-- START OF Records provided --
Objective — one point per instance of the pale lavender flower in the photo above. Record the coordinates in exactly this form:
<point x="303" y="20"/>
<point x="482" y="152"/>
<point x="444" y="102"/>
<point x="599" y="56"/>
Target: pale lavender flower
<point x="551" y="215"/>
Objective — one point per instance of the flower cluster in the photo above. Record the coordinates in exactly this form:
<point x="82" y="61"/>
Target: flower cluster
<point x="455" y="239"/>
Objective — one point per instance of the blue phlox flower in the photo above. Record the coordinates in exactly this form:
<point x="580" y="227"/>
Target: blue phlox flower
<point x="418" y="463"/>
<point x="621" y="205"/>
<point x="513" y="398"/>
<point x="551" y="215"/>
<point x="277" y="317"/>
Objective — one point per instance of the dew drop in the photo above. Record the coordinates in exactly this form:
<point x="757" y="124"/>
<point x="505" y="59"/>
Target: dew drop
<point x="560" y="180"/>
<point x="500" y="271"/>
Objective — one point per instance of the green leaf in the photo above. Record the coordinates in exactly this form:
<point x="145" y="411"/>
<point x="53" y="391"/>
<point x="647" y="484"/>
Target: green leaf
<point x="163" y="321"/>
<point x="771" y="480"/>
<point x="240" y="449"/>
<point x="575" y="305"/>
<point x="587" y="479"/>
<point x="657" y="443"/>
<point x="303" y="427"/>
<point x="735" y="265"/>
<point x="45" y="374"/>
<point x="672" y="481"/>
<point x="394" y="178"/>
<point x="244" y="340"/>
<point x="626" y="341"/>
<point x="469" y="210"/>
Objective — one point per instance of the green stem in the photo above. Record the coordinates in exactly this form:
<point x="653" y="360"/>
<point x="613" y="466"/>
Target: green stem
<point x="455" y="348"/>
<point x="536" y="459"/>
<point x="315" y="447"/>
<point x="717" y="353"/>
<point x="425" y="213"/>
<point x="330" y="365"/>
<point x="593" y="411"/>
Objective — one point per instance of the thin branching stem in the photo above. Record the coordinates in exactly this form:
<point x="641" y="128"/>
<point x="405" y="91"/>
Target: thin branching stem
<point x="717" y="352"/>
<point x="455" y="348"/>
-- END OF Records provided --
## What to work on
Rescale the stretch from the line containing "Objective — one point per instance of the green leaf" through the end of the rows, writing out every line again, requests included. Multiply only the answer coordinates by 1.9 and round them to whole numbers, halves up, leaving the numbers in the requests and their sample lines unchanged.

## The reply
Objective — one point per instance of the green leaf in the photo above. Record the coordinates in exactly this form:
<point x="145" y="411"/>
<point x="53" y="391"/>
<point x="647" y="484"/>
Target: green leaf
<point x="310" y="610"/>
<point x="1465" y="912"/>
<point x="456" y="853"/>
<point x="1093" y="580"/>
<point x="1115" y="910"/>
<point x="1248" y="842"/>
<point x="576" y="811"/>
<point x="1397" y="504"/>
<point x="86" y="711"/>
<point x="1277" y="914"/>
<point x="749" y="338"/>
<point x="464" y="646"/>
<point x="1189" y="648"/>
<point x="891" y="399"/>
Objective — one point per instance of the green stem in the photo above. Record the coordinates in exactly this form:
<point x="653" y="360"/>
<point x="613" y="466"/>
Target: green stem
<point x="865" y="661"/>
<point x="1018" y="872"/>
<point x="599" y="849"/>
<point x="1362" y="671"/>
<point x="808" y="405"/>
<point x="627" y="694"/>
<point x="1127" y="781"/>
Objective — one point per instance of the thin branching stem in the photo above. Record the coordinates in exactly this form:
<point x="641" y="128"/>
<point x="405" y="91"/>
Target: thin branching stem
<point x="1362" y="669"/>
<point x="865" y="661"/>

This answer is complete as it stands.